**Written request**
Can you edit the lines below so that "bare integers" becomes "plain integers" and everything else stays the same?

**Supplied information**
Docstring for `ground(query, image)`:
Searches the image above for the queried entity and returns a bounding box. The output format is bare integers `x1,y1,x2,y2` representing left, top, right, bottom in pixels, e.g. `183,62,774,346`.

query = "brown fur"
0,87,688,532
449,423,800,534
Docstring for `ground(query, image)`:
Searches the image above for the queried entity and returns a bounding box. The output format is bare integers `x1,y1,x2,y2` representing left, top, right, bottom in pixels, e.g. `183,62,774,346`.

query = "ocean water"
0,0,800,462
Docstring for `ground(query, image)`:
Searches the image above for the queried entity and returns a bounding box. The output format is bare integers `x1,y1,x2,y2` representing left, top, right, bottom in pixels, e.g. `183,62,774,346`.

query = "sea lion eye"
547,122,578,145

**The completed task**
Docstring for `ground(query, image)`:
Searches the image above for the queried entity and returns a bounding box. The output format is plain integers `x1,y1,x2,y2` representing left, top, right, bottom in pixels, e.g. `183,62,774,346`.

query = "brown fur"
0,87,688,532
449,423,800,534
Docstring for `ground(query, image)`:
Searches the image above for the queried entity and returns a bounding box. The output format is plain integers `x1,y1,x2,y2` representing left, top, right, bottom in pixels, e.g. `183,62,774,346`.

query = "ocean water"
0,0,800,462
Docstring for `ground(query, image)`:
Searches the image above for the queried entity and returns a bounding box. The output format is plain integers `x1,y1,x2,y2` representing left, top, right, bottom in pixels, e.g. `183,62,774,346`.

query = "sea lion eye"
547,122,578,145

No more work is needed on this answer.